[start Data listing]
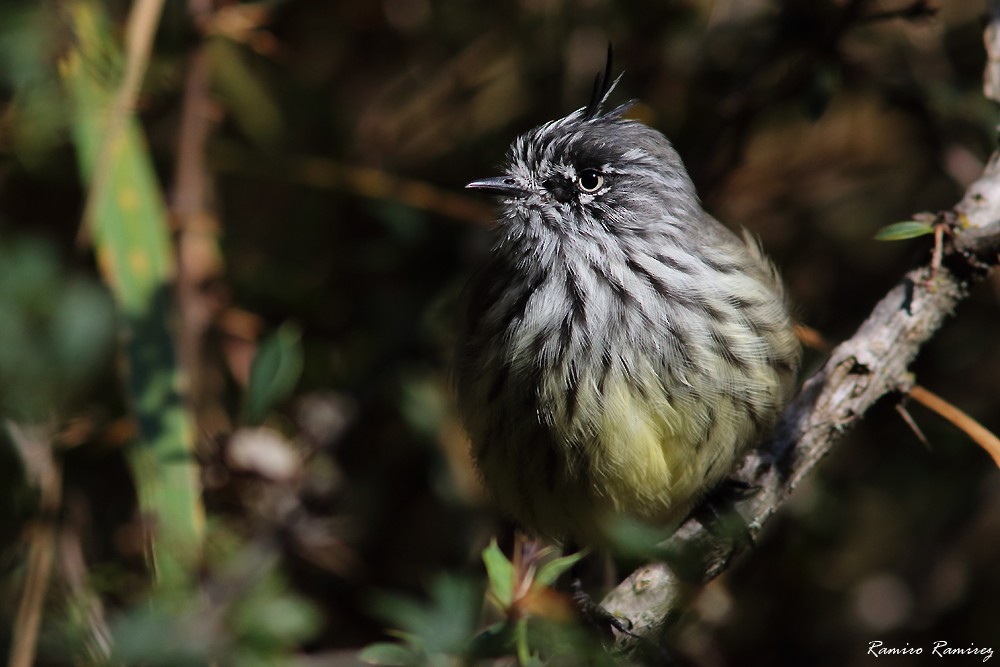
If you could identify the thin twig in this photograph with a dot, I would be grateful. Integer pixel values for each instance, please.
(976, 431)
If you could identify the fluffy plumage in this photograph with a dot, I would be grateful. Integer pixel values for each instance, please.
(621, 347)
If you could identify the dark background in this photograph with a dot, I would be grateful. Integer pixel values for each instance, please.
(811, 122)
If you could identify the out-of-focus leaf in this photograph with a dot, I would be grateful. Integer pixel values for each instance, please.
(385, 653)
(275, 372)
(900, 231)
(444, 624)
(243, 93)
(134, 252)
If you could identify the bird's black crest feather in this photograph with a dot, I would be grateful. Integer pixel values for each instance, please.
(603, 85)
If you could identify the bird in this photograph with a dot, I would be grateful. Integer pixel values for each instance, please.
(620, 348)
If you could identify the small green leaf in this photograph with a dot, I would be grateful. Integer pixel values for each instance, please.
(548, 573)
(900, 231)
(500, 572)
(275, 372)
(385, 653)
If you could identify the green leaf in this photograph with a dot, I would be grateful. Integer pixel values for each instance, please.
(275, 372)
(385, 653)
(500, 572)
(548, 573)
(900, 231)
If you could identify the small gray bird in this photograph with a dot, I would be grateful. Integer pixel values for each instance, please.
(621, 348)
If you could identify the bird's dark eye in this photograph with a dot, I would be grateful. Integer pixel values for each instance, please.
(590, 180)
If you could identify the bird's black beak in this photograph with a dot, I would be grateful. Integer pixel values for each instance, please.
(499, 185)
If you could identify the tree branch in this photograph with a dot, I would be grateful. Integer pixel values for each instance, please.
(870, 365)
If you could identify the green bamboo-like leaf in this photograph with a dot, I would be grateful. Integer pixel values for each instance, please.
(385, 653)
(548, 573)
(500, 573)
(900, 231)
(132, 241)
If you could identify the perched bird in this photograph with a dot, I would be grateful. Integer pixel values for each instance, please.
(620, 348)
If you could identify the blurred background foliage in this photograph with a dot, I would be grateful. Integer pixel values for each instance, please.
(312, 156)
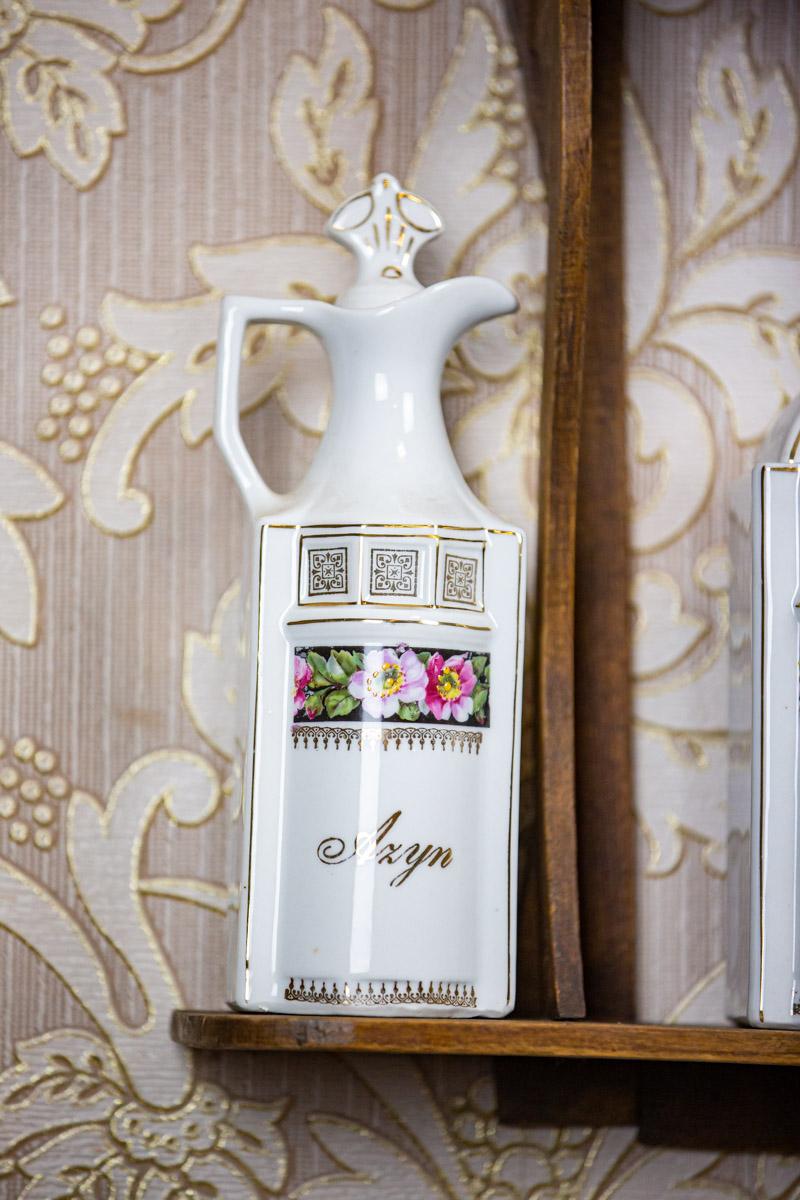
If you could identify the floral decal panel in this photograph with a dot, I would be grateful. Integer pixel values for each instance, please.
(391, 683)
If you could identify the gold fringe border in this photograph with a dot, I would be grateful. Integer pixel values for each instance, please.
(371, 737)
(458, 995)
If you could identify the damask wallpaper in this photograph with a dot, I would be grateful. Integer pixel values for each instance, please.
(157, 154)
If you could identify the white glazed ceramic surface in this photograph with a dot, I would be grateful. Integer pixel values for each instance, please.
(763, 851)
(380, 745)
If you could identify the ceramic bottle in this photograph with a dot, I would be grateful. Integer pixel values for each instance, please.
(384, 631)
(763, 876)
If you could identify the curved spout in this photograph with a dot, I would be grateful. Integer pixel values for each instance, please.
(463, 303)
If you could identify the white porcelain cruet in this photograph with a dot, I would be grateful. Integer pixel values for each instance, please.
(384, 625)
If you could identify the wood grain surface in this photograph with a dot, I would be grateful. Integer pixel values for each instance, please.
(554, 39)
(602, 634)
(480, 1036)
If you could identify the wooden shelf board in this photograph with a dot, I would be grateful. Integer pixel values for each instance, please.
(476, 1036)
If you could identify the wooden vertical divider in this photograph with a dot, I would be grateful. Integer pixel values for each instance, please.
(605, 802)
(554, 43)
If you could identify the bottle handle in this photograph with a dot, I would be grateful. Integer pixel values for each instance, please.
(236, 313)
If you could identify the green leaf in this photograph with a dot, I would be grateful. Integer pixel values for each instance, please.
[end Data listing]
== Objective ==
Copy verbatim the portion of the listing that begins with the line containing "If you could identify the wood grain" and runs through the final line of the listing, both included, and nothing outside it.

== Result of this exercise ==
If you could identify the wood grain surface in this photograph with a dot, I would be grateful. Integer pixel values for each instance, please.
(554, 39)
(602, 634)
(480, 1036)
If you could identify the wooden shelf board in this photograph with a dot, I would be grateful. Integer pixel values for each instance, please.
(476, 1036)
If you could identify the wooden vertical divider in this photograph with a dot, I would be grateful. Integer pixel values for each instance, please.
(605, 802)
(554, 43)
If you could identify the bottle handle in this photograph with a dot, I would be grateful. Integer pixel values for each instance, please.
(236, 313)
If you could identify the green leaf in this photograph with a dot, I would be grateful. Integer pixel values for each instance, please.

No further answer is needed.